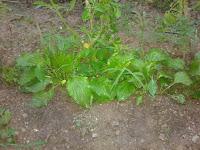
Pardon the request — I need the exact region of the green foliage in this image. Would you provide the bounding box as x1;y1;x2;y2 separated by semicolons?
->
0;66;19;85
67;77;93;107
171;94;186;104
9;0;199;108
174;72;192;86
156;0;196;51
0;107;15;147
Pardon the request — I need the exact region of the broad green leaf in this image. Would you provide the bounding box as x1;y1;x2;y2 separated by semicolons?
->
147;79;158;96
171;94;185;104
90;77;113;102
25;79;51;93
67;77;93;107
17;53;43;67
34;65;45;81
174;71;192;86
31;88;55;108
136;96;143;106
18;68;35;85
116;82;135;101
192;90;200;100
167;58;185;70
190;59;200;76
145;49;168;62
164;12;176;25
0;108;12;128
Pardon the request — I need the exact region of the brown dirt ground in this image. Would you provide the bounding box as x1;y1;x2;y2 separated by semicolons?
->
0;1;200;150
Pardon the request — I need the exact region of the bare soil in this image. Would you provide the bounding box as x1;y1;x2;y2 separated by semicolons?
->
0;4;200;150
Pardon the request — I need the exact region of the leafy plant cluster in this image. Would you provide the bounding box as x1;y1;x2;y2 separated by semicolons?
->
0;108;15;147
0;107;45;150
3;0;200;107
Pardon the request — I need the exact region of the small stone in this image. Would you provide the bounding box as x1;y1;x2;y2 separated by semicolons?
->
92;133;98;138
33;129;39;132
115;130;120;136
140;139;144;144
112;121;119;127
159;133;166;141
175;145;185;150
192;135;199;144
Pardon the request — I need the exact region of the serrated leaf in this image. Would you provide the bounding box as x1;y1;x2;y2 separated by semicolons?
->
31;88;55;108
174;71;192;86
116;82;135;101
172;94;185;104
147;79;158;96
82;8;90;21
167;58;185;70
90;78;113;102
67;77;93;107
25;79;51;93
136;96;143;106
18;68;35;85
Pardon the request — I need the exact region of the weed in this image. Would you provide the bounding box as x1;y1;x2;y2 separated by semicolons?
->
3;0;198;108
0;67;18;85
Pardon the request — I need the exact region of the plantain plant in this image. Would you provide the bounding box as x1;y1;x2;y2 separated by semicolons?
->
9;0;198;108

* * *

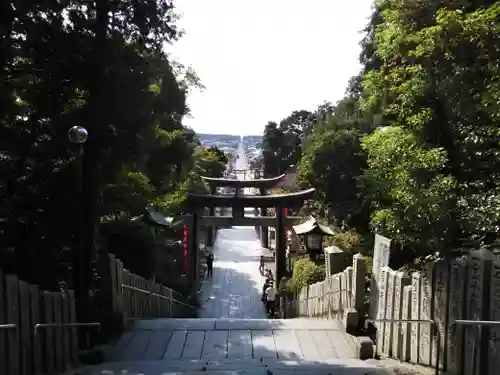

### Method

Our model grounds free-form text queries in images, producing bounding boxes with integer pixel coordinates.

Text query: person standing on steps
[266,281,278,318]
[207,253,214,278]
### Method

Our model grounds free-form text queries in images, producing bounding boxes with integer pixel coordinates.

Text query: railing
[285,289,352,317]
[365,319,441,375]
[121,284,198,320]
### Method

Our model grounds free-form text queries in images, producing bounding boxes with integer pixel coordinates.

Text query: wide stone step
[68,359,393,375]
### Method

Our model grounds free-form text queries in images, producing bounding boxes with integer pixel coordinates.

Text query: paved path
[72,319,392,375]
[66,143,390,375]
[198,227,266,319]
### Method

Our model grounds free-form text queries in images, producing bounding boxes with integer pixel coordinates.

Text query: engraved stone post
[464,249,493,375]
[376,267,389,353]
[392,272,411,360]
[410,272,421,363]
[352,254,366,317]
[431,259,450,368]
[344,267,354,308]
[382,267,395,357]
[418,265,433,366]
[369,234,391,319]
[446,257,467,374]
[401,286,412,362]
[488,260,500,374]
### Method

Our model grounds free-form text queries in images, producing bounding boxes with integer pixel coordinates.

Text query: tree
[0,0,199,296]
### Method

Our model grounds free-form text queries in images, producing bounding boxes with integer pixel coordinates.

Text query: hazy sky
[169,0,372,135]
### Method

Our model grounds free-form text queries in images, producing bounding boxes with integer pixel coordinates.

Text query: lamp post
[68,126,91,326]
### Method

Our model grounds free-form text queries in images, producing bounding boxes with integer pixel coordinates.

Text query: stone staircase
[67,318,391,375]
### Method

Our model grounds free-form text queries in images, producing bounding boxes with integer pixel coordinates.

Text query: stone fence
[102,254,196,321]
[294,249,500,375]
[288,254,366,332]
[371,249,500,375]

* **SHORT PROBLEM**
Count how many lines of the records contain the word "query", and reply with the number alone.

* **CORRECT RESULT**
10